Short task - Render every line of the listing below as a numbered list, skipping blank lines. Leave the pictures out of your answer.

**********

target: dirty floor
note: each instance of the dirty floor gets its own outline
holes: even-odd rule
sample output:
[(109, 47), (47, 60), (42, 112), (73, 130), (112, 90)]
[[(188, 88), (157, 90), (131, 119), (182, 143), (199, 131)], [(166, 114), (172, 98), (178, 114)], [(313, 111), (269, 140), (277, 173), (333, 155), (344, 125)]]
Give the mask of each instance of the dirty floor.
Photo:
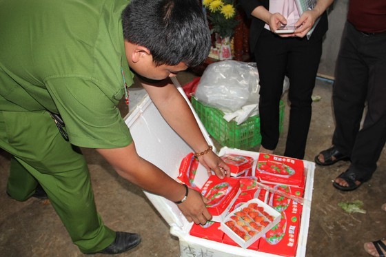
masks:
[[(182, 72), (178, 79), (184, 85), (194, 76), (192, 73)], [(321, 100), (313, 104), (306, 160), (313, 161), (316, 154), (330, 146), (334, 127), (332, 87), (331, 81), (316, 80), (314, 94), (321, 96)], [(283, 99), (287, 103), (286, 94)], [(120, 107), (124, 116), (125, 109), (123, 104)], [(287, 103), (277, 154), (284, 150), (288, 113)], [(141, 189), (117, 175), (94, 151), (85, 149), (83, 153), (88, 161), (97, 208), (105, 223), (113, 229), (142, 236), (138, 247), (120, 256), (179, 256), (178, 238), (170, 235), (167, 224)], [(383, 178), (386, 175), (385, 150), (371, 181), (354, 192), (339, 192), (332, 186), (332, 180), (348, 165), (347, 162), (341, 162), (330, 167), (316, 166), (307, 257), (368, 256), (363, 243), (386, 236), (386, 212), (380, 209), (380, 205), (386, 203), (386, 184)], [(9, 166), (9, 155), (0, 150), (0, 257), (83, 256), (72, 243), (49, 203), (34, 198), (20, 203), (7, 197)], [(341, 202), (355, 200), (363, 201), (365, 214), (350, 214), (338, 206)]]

**********

Right answer -
1. target: dirty floor
2. note: each instance of the dirty floor gets its own outline
3. holes: even-odd rule
4. sample output:
5. [(109, 47), (47, 60), (42, 112), (73, 130), (112, 90)]
6. [[(188, 88), (157, 90), (131, 119), (182, 143), (199, 131)], [(166, 114), (172, 98), (178, 114)], [(313, 111), (269, 140), (277, 173), (333, 155), (344, 125)]]
7. Give the mask of each instance of the dirty floor.
8. Photo:
9. masks:
10. [[(182, 72), (178, 79), (184, 85), (194, 76), (192, 73)], [(321, 100), (313, 104), (306, 160), (313, 161), (316, 154), (330, 146), (334, 127), (332, 87), (331, 81), (316, 80), (314, 94), (321, 96)], [(283, 99), (287, 103), (286, 94)], [(120, 107), (124, 116), (125, 109), (123, 104)], [(287, 103), (277, 154), (284, 150), (288, 113)], [(141, 189), (117, 175), (94, 151), (85, 149), (83, 153), (88, 161), (97, 208), (105, 223), (113, 229), (142, 236), (138, 247), (120, 256), (179, 256), (178, 238), (170, 235), (167, 224)], [(383, 178), (386, 175), (385, 150), (371, 181), (354, 192), (339, 192), (332, 186), (332, 180), (348, 165), (347, 162), (341, 162), (330, 167), (316, 166), (307, 257), (368, 256), (363, 243), (386, 236), (386, 212), (380, 209), (380, 205), (386, 203), (386, 184)], [(9, 166), (9, 155), (0, 150), (0, 257), (83, 256), (72, 243), (49, 203), (34, 198), (20, 203), (7, 197)], [(341, 202), (355, 200), (363, 201), (365, 214), (350, 214), (338, 206)]]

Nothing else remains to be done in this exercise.